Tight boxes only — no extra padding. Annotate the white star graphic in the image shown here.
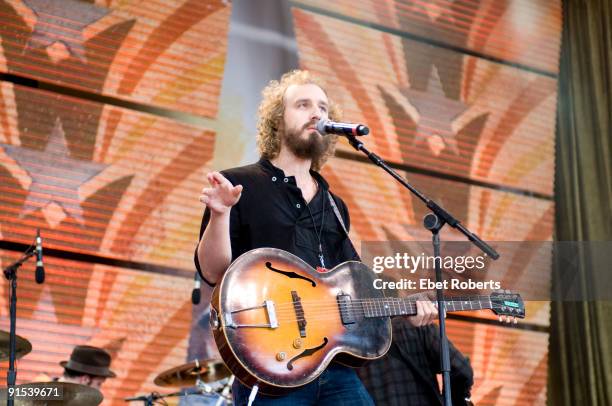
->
[404,66,468,155]
[2,118,108,225]
[24,0,110,63]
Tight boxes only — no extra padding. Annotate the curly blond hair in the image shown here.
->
[257,70,341,171]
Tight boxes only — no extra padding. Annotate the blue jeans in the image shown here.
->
[232,363,374,406]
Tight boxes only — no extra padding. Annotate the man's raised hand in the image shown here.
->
[200,172,242,214]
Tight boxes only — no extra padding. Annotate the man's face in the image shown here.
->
[281,84,331,160]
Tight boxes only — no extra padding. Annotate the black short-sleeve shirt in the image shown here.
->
[195,159,359,286]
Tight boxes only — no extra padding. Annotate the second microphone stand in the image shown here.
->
[346,134,499,406]
[4,244,36,406]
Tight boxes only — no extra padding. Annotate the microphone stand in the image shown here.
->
[345,134,499,406]
[4,245,36,406]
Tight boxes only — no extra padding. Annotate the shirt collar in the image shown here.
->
[257,158,329,192]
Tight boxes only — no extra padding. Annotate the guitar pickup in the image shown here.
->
[336,293,355,325]
[291,290,306,338]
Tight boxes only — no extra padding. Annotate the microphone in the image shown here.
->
[36,229,45,284]
[316,119,370,136]
[191,271,202,305]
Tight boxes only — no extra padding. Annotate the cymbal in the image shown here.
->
[0,330,32,361]
[153,359,232,387]
[0,382,104,406]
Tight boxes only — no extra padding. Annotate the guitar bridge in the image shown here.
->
[225,300,278,328]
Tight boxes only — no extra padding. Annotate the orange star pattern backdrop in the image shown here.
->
[0,0,561,405]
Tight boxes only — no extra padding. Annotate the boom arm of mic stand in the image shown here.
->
[346,135,499,259]
[346,135,499,406]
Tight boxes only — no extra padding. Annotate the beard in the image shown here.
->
[284,124,332,162]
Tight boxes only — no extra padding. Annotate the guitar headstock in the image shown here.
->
[490,290,525,324]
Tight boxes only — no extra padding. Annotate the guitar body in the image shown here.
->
[211,248,391,395]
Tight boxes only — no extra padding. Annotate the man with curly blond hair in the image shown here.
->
[195,70,437,406]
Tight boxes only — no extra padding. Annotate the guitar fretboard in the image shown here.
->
[360,295,493,317]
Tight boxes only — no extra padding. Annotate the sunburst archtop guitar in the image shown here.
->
[211,248,525,395]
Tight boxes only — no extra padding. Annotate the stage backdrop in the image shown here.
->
[0,0,561,405]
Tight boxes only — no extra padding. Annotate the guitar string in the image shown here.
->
[228,301,495,318]
[262,295,493,310]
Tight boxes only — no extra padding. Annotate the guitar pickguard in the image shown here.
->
[266,261,317,288]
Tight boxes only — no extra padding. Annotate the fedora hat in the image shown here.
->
[60,345,117,378]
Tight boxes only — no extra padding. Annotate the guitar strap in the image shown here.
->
[327,190,359,257]
[327,191,350,236]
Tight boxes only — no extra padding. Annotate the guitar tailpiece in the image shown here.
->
[247,384,259,406]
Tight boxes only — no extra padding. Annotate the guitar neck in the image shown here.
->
[360,295,493,317]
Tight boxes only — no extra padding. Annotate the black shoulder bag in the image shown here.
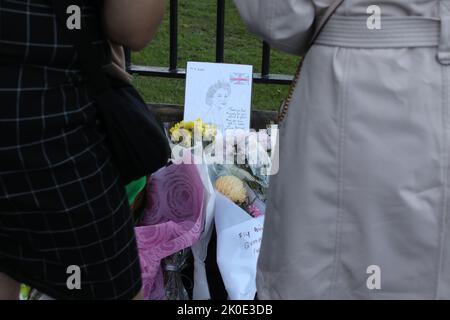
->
[52,0,171,184]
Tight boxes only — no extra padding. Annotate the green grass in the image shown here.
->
[132,0,298,110]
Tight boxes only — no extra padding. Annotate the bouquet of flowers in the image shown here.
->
[213,128,277,300]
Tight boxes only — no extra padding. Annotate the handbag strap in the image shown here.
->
[278,0,344,123]
[52,0,112,95]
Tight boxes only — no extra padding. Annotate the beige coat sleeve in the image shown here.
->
[234,0,315,54]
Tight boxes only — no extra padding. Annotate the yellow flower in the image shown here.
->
[202,124,217,141]
[184,121,194,130]
[170,128,192,148]
[216,176,247,204]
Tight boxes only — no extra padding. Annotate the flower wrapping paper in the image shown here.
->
[135,164,204,300]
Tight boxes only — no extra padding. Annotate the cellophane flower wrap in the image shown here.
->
[211,127,277,300]
[166,119,217,300]
[136,158,204,300]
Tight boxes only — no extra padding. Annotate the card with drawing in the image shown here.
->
[184,62,253,133]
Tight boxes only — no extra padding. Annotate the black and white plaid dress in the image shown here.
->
[0,0,141,299]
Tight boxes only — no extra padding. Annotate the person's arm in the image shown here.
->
[234,0,316,54]
[103,0,165,50]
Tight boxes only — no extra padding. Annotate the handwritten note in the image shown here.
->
[215,193,264,300]
[184,62,253,133]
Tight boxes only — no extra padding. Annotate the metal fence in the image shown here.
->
[126,0,293,84]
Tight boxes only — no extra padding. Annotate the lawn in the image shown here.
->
[132,0,298,110]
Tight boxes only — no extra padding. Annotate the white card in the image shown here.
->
[184,62,253,133]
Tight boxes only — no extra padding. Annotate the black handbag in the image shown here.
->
[52,0,171,184]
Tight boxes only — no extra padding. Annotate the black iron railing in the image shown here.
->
[126,0,293,84]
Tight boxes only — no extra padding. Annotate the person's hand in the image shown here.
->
[103,0,165,50]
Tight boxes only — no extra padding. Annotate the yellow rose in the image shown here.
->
[216,176,247,204]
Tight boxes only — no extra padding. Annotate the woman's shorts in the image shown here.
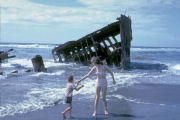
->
[65,97,72,103]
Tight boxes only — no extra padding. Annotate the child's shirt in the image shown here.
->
[65,82,75,97]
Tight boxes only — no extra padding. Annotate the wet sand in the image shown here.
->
[0,84,180,120]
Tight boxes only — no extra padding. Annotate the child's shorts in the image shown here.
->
[65,97,72,103]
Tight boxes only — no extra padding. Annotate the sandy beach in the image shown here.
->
[0,84,180,120]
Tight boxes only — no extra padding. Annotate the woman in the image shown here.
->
[77,58,116,116]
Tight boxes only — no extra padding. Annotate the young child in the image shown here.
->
[62,75,84,119]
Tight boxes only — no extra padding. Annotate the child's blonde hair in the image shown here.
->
[68,75,73,82]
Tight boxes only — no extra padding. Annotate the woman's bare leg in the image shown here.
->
[93,86,101,116]
[102,87,108,115]
[69,104,72,118]
[62,104,72,120]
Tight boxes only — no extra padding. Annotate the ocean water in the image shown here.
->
[0,43,180,118]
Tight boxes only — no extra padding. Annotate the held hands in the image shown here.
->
[77,80,81,85]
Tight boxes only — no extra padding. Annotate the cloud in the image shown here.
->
[0,0,176,24]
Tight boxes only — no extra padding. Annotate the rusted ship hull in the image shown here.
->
[52,15,132,69]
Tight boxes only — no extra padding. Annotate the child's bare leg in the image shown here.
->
[92,87,101,116]
[69,104,72,118]
[62,104,72,119]
[102,87,108,115]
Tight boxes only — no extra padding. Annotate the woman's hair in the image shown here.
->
[94,58,103,65]
[68,75,73,82]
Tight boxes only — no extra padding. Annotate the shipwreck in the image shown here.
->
[0,49,16,63]
[52,15,132,69]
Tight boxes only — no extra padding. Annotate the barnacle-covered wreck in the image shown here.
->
[52,15,132,69]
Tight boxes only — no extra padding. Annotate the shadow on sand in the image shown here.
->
[72,113,142,120]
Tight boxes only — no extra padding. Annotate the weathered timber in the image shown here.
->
[31,55,47,72]
[0,49,16,63]
[52,15,132,69]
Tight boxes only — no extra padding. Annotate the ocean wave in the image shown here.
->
[44,60,74,68]
[131,47,180,52]
[169,64,180,75]
[30,70,65,77]
[8,59,33,67]
[0,44,55,49]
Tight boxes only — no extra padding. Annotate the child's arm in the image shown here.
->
[74,85,84,91]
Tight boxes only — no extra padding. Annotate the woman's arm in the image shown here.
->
[105,66,116,85]
[74,85,84,91]
[77,66,96,84]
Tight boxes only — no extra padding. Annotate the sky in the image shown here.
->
[0,0,180,47]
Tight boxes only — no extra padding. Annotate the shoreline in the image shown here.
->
[0,84,180,120]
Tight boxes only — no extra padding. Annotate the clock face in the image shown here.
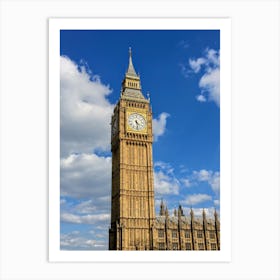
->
[128,113,147,131]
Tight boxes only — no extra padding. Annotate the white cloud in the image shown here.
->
[153,112,170,141]
[199,69,220,106]
[154,171,179,195]
[75,200,97,214]
[182,193,212,205]
[189,49,220,107]
[213,199,220,206]
[181,179,192,188]
[180,207,218,219]
[189,57,206,73]
[154,161,180,195]
[60,231,108,250]
[193,169,220,193]
[196,94,207,102]
[60,213,110,224]
[60,56,113,156]
[60,154,111,199]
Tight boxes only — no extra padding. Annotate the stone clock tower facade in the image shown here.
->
[109,49,155,250]
[109,50,220,250]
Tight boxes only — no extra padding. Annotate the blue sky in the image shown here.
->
[60,30,220,250]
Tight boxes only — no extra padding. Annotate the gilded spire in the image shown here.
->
[126,47,138,77]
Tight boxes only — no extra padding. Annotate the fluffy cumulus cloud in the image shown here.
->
[60,213,110,224]
[189,49,220,106]
[60,231,108,250]
[182,193,212,205]
[193,169,220,193]
[153,113,169,141]
[60,56,113,156]
[154,162,180,195]
[60,154,111,198]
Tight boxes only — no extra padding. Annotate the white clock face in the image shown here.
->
[128,113,146,131]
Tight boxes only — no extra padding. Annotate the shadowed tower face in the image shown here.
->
[109,49,155,250]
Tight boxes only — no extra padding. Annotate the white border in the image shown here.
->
[49,18,231,262]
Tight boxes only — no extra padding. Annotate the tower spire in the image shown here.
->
[126,47,138,77]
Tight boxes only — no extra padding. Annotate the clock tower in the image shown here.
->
[109,49,155,250]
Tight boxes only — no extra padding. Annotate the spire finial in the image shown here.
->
[126,47,138,77]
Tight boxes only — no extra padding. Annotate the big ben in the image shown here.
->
[109,49,155,250]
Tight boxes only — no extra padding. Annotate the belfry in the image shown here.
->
[109,49,155,250]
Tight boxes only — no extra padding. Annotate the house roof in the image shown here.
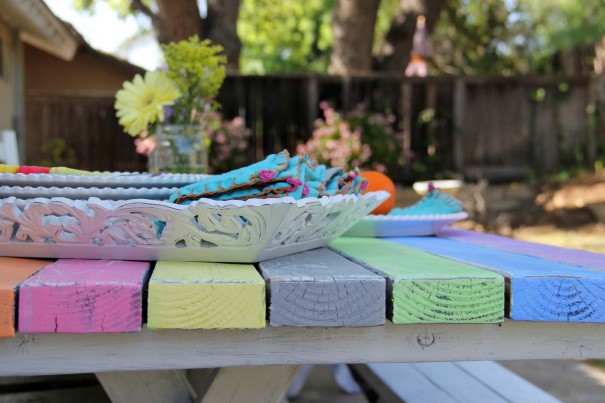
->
[0,0,79,60]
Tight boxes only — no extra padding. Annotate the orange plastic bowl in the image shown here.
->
[361,171,396,215]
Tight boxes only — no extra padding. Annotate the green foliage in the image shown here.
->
[432,0,535,75]
[522,0,605,49]
[34,137,77,167]
[347,104,404,177]
[238,0,336,74]
[162,36,227,121]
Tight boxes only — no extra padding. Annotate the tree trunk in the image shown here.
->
[204,0,242,72]
[328,0,380,75]
[375,0,447,73]
[152,0,202,43]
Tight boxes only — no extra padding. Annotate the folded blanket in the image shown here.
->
[170,150,367,204]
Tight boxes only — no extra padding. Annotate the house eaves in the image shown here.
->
[0,0,79,60]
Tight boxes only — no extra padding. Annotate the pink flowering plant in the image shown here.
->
[296,101,403,174]
[296,101,372,170]
[203,111,252,174]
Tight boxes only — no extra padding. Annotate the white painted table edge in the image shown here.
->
[0,320,605,376]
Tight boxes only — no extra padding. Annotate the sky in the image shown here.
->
[44,0,161,70]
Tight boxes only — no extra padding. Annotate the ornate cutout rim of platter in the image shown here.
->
[0,192,388,263]
[0,172,209,188]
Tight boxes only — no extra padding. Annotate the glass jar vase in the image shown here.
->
[148,125,208,174]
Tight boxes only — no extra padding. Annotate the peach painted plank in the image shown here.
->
[18,259,149,333]
[0,257,51,337]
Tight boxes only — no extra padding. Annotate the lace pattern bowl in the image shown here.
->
[0,192,388,263]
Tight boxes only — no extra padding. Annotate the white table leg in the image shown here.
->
[199,365,300,403]
[96,370,195,403]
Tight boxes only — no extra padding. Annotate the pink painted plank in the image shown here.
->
[0,257,51,337]
[439,228,605,270]
[18,259,149,333]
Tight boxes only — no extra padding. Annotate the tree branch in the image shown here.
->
[130,0,159,29]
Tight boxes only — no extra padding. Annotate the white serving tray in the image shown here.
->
[344,211,468,237]
[0,186,180,200]
[0,192,389,263]
[0,172,208,188]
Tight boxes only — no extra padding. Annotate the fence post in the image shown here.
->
[400,80,412,179]
[452,77,466,174]
[306,75,319,137]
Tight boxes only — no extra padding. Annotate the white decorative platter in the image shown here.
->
[0,192,389,263]
[0,186,180,200]
[0,172,208,188]
[344,212,468,237]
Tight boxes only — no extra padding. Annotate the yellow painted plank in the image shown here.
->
[147,261,266,329]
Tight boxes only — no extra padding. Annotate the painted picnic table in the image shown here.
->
[0,229,605,402]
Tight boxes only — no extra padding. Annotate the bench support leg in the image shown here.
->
[198,365,300,403]
[96,370,195,403]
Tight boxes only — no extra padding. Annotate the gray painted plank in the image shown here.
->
[259,249,386,327]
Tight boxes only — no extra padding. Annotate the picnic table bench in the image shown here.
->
[0,229,605,402]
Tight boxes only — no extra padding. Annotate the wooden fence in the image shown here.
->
[26,75,596,182]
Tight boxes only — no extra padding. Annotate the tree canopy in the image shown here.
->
[72,0,605,75]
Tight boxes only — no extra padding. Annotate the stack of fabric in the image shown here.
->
[170,150,367,204]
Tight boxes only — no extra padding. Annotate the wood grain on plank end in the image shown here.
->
[511,277,605,323]
[19,259,149,333]
[396,237,605,323]
[0,257,51,337]
[147,261,266,329]
[330,238,505,324]
[392,279,504,324]
[259,249,386,327]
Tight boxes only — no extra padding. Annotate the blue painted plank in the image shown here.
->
[439,228,605,270]
[388,237,605,323]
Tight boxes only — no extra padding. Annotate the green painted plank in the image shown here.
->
[330,238,505,324]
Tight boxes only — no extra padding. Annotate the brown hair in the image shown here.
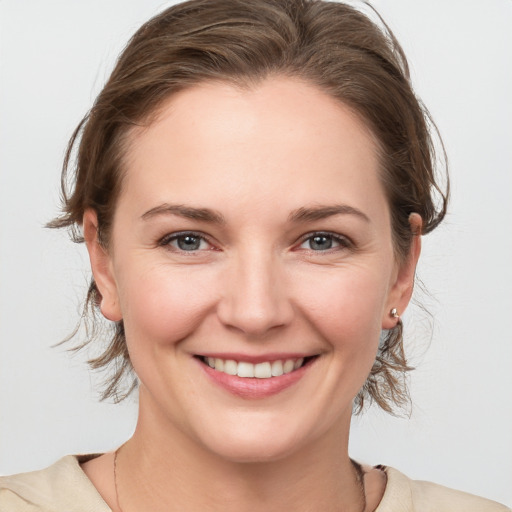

================

* **EXERCISE BRIEF**
Format the material as a numbered list, starting at its first line and ending with the line that contains "[191,271,202,305]". Skip blank lines and leave the pictures out.

* **ANSWER TO THE PROBLEM**
1. Tight boxes only — no extra padding. Annotate the white star graphic in the image shown here.
2. ->
3. [404,66,468,155]
4. [2,118,108,225]
5. [24,0,110,63]
6. Tight boxes only — no extra padding. Annotate the curly blond hair in the image shown here.
7. ->
8. [257,70,341,171]
9. Tight boxes only — no extra padding. Annotate the blue jeans in the image shown here.
10. ->
11. [232,363,374,406]
12. Tight boxes only — no extra padding. Annotate the man's raised hand in the image shown here.
13. ->
14. [200,172,242,214]
15. Tight boxes only — no extra padding. Annotate the man's face in the image shown here.
16. ->
17. [281,84,331,160]
18. Tight boxes only — no extra padding. Annotate the black short-sleeve shirt in the image shown here.
19. ->
20. [195,159,359,286]
21. Tight boxes only — no extra padding. Annotate the second microphone stand in the image shown here.
22. ->
23. [346,134,499,406]
24. [4,244,36,406]
25. Tight boxes only — no extra padding. Annotate the microphone stand in the image shown here.
26. ->
27. [345,134,499,406]
28. [4,245,36,406]
29. Tight boxes only — no extra padding. Annotate the shirt collar in the image shown here.
30. ->
31. [257,158,329,192]
32. Tight boxes only — no extra padding. Annotate the guitar pickup in the image shown here.
33. ->
34. [336,293,355,325]
35. [291,290,306,338]
36. Tight boxes only — no extra padding. Annotate the microphone in the image shown here.
37. ->
38. [36,229,45,284]
39. [316,119,370,136]
40. [191,271,202,305]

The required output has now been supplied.